EXERCISE DETAILS →
Rewrite the items starting at the line that contains "the window frame" and ending at the end of the items, replacing "cabinet drawer" with "kitchen drawer" and leaving everything else unchanged.

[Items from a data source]
------------------------------------

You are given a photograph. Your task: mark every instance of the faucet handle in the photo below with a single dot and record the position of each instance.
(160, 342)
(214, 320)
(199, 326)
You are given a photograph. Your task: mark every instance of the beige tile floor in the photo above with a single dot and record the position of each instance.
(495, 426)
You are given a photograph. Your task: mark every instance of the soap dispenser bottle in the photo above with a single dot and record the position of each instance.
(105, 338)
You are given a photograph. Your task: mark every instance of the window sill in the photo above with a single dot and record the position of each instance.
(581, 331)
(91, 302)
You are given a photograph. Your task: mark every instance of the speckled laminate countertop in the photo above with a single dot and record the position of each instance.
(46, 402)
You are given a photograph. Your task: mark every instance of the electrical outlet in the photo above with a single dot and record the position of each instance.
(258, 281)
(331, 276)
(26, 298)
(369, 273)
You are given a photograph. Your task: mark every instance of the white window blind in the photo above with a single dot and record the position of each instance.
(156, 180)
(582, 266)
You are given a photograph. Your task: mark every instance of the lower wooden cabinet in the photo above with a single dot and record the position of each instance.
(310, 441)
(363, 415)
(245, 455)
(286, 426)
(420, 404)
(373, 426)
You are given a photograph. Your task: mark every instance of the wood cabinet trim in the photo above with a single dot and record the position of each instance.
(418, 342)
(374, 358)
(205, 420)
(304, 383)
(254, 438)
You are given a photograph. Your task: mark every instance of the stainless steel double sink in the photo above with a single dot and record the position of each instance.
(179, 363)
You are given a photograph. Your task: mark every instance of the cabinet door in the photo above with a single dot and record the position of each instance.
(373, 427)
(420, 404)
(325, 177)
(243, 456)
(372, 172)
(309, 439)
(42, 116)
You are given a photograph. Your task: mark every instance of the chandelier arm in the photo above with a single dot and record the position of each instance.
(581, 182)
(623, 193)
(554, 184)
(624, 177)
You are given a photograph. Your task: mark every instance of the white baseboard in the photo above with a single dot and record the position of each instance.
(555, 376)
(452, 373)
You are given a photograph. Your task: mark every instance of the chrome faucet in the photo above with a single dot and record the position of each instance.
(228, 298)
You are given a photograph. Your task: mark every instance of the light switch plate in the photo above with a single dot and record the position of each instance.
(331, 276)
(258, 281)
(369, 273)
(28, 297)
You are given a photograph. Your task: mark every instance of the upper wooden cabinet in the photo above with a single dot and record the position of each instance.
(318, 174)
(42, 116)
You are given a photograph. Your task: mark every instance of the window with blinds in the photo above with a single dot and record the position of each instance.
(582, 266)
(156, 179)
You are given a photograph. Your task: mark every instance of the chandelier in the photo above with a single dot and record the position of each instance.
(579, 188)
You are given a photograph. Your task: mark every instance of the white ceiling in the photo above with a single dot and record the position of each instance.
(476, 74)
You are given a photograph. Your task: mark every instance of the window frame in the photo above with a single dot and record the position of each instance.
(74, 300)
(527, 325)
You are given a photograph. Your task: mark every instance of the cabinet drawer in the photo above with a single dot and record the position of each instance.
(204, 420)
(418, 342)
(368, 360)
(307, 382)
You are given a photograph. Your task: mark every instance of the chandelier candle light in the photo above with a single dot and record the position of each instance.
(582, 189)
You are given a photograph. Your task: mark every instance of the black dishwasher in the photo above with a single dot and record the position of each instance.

------------------------------------

FINISHED EXERCISE →
You are given a photograph. Your task: mark every instance of the window frame in the photo above with a single dot and record the position of each instance.
(74, 300)
(527, 325)
You are given a photograph. Your task: mark every instance of the kitchen drawer in the photo above with a single dot and record the position of each instance.
(204, 420)
(418, 342)
(368, 360)
(307, 382)
You are given a photograph. Your task: mark every instance of the chandelier candle light in the photo above with a single dot and record the position of each instance.
(582, 189)
You are given a photograph. Your task: mark every instance of the black dishwasher in the photo above with a single dot and record the position of each instance.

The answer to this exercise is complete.